__EXTRAIT FOURNI__

PENDAISON de crémaillère

Jef Van Baelen
Jef Van Baelen Journaliste Knack

Le Bayern vise la victoire dans son nouveau stade et pour lui, le Club Bruges ne devrait pas constituer un obstacle insurmontable.

« Nous visons haut dans cette Ligue des Champions. En fait, la phase des poules ne devrait être que routine pour nous « . Voilà les propos de Felix Magath, l’entraîneur du Bayern Munich, interrogé sur les chances qu’a son club d’atteindre le tour suivant. Le Club Bruges sait donc à quoi s’attendre mardi prochain : l’assurance des Bavarois est à son apogée et ceux-ci n’imaginent même pas perdre. Il faut admettre que le FC Bayern Munich a des raisons d’être euphorique : il a entamé le championnat en force et semble invincible, surtout à domicile. Le Bayern possède aussi une arme fatale : le Hollandais Roy Makaay, qui trouve le chemin du but à presque toutes les rencontres à domicile.

Peu de clubs maîtrisent l’art de la polémique comme le Bayern. En gros, il divise les amateurs allemands de football en deux camps : ceux qui vouent un amour inconditionnel aux Bleu et Rouge et fêtent chacun de leurs triomphes, et ceux qui le haïssent du plus profond de leur c£ur. Lorsqu’en 1999, le Bayern a perdu de manière dramatique la finale de la Ligue des Champions contre Manchester United, on trouvait autant d’Allemands abattus que de détracteurs ravis.

__DONNÉES FOURNIES__
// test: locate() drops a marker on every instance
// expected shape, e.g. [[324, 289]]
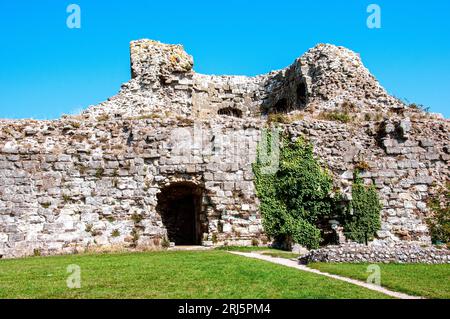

__À FAIRE__
**a.** Pouvez-vous recopier le passage de l'article sur le Bayern en commençant par « PENDAISON de crémaillère » et en allant jusqu'à « rencontres à domicile. », tout en rebaptisant « Club Bruges » en « FC Bruges » ?
**b.** Quels clubs de football l'article sur le Bayern nomme-t-il ?

__SOLUTIONS__
**a.**
PENDAISON de crémaillère

Jef Van Baelen
Jef Van Baelen Journaliste Knack

Le Bayern vise la victoire dans son nouveau stade et pour lui, le FC Bruges ne devrait pas constituer un obstacle insurmontable.

« Nous visons haut dans cette Ligue des Champions. En fait, la phase des poules ne devrait être que routine pour nous « . Voilà les propos de Felix Magath, l’entraîneur du Bayern Munich, interrogé sur les chances qu’a son club d’atteindre le tour suivant. Le FC Bruges sait donc à quoi s’attendre mardi prochain : l’assurance des Bavarois est à son apogée et ceux-ci n’imaginent même pas perdre. Il faut admettre que le FC Bayern Munich a des raisons d’être euphorique : il a entamé le championnat en force et semble invincible, surtout à domicile. Le Bayern possède aussi une arme fatale : le Hollandais Roy Makaay, qui trouve le chemin du but à presque toutes les rencontres à domicile.

**b.**
- Bayern Munich
- Club Bruges
- Manchester United